> **КОРОТКАЯ ЗАДАЧА 1**:
Ответьте на вопросы по отрывку о коллективизации.
(а) В каком месяце и году состоялась XVI партконференция?
(б) Сколько дворов, по решению конференции, предстояло объединить за годы пятилетки и какой доле крестьянских семей это соответствовало?
(в) Каким хозяйствам отводилась главная роль в решении зерновой проблемы?

> **ФРАГМЕНТ ТЕКСТА**:
--------

Да и в те месяцы 1928–1929 гг., на протяжении которых споры о коллективизации становились все более напряженными, не было никаких резких отходов в сторону от этого ориентира. Бухаринцы предчувствовали, что дело придет к этому, но сталинское течение отрицало такую возможность. В существе своем курс не был изменен и на XVI партконференции в апреле 1929 г., хотя на ней и ощущался куда более сильный нажим в пользу сокращения сроков процесса. Конференция постановила, что за годы пятилетки 5–6 млн. дворов, то есть примерно 20 % крестьянских семей, должны быть объединены в предприятия социалистического типа. Задуманы они были как крупные хозяйства с обширными угодьями. Что касается зерновой проблемы, то главная роль в ее решении отводилась совхозам: предполагалось, что эти государственные хозяйства смогут с помощью техники освоить огромные пространства залежных земель.

--------

> **МАТЕРИАЛ УПРАЖНЕНИЯ**:
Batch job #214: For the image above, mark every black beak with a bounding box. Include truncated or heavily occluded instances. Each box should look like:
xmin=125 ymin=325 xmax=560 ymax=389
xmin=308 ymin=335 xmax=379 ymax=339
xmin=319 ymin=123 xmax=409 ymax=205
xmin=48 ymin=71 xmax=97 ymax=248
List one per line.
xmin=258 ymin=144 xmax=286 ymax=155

--------

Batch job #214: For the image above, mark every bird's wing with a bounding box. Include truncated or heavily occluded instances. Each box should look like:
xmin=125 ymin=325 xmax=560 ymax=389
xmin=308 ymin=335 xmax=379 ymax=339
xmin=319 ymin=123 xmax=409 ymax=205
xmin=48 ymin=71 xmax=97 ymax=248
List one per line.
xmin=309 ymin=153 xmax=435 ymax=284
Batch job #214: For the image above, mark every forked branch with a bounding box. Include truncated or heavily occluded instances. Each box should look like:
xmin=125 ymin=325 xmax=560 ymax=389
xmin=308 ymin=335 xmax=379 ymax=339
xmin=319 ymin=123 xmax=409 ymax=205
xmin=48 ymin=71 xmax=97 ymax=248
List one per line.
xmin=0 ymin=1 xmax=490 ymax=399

--------

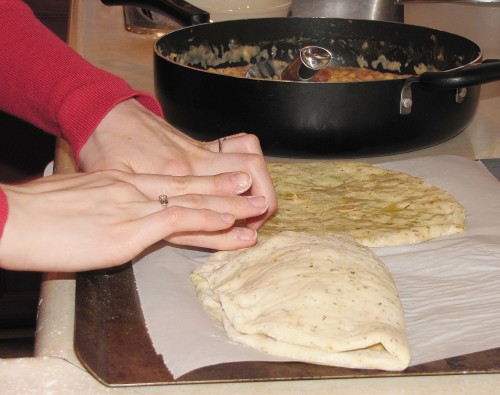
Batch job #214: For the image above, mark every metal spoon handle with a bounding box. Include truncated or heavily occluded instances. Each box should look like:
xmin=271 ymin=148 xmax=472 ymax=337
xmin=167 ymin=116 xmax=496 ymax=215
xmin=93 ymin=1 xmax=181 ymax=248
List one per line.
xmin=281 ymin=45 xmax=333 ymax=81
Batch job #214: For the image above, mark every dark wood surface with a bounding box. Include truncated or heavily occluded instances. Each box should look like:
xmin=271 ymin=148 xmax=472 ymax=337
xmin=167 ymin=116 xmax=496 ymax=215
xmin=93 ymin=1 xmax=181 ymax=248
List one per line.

--------

> **КОРОТКАЯ ЗАДАЧА 2**: Оформите нумерованным списком строки листинга, начиная со строки, где есть «Batch job #214: For the image above, mark every black», и заканчивая строкой, где есть «xmin=258 ymin=144 xmax=286 ymax=155», включительно. Пустые строки пропустите.

> **ОТВЕТ 1**:
(а) В апреле 1929 г.
(б) 5–6 млн. дворов, то есть примерно 20 % крестьянских семей.
(в) Совхозам, то есть государственным хозяйствам.

> **ОТВЕТ 2**:
1. Batch job #214: For the image above, mark every black beak with a bounding box. Include truncated or heavily occluded instances. Each box should look like:
2. xmin=125 ymin=325 xmax=560 ymax=389
3. xmin=308 ymin=335 xmax=379 ymax=339
4. xmin=319 ymin=123 xmax=409 ymax=205
5. xmin=48 ymin=71 xmax=97 ymax=248
6. List one per line.
7. xmin=258 ymin=144 xmax=286 ymax=155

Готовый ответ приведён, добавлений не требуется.